The Wasserschutzpolizei (/de/, WSP - literally translated "Water Protection Police" in German) is the river police that patrols the waterways, lakes and harbours of Germany around the clock. The WSP are part of the Landespolizei (State Police). The Federal Police (Bundespolizei or BPOL) maintains 16 patrol craft and helicopters are part of the Coast Guard (Küstenwache) and assigned to coastal BPOL stations. The watercraft include six offshore patrol vessels, e.g. those of the Bad Bramstedt class, as well as a number of fast inshore vessels and one tugboat.

==About==

Germany has about 7,500 km of navigable waterways that are responsible for about 30 percent of goods transported. The heavy commercial traffic and increasing recreational boat traffic requires police supervision. In case of shipwrecks, often involving hazardous materials, they are responsible for warning other shipping. The WSP also often performs other duties such as enforcing environmental laws.

These police officers in Navy-like uniforms often have inland or maritime shipping experience and are trained at the German Water Police School (Wasserschutzpolizeischule) in Hamburg. For practical reasons the WSP of one state may have jurisdiction in the territory of another state (for example, the Hamburg WSP is in charge of a section of the Elbe River that spans the states of Mecklenburg-Vorpommern, Lower Saxony, Schleswig-Holstein, and Hamburg.)

==Baden-Württemberg==
The Baden-Württemberg WSP is decentrally organized and attached to the police departments whose area of operations their stations are located in. Baden-Württemberg Police changed to this structure in 2005. There are eight river police stations in Baden-Württemberg along the Rhine and Neckar rivers and on Lake Constance.

==Bavaria==
The Bavarian River Police is part of the Bavarian State Police. The Bavarian River Police Centre is part of the Central Franconia Police HQ and is in Schwabach. The centre supports nine river police stations along the Main River, Danube and the Main-Danube Canal as well as 14 police stations with water police missions on the 25 largest lakes in Bavaria.

==Berlin==
The Berlin WSP is responsible for patrolling the extensive waterway network of the city and state of Berlin, and forms part of Central Directorate of the Berlin Police. Besides the normal responsibilities of the water police, the Berlin WSP also has an important security role because of the many government and other capital city related buildings to be found alongside the River Spree and other inner-urban waterways.

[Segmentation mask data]
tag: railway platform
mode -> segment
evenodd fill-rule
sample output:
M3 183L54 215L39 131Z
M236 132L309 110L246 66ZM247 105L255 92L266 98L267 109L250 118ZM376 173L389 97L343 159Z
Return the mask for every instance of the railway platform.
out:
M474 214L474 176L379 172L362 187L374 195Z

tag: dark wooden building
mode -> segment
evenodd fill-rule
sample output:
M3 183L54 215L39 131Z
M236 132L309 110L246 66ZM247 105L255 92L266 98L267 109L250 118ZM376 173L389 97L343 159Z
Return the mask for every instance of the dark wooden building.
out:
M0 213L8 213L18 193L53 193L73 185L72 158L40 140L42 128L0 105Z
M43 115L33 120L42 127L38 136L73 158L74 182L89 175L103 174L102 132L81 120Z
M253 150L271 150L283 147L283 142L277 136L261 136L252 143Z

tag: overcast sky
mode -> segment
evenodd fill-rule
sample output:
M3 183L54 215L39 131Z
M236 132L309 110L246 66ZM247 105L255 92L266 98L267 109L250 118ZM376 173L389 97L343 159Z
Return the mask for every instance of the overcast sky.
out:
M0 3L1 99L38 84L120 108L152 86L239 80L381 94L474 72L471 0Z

Goal of the exercise ::
Decide whether each statement agrees with the text on Germany's river police. Answer yes or no, and quote the words that decide it.
(a) The WSP belongs to the Federal Police.
(b) Baden-Württemberg Police adopted its decentralized structure in 2005.
(c) The Bavarian River Police Centre is located in Schwabach.

Task output ::
(a) No: "The WSP are part of the Landespolizei (State Police)."
(b) Yes: "Baden-Württemberg Police changed to this structure in 2005."
(c) Yes: "The Bavarian River Police Centre is part of the Central Franconia Police HQ and is in Schwabach."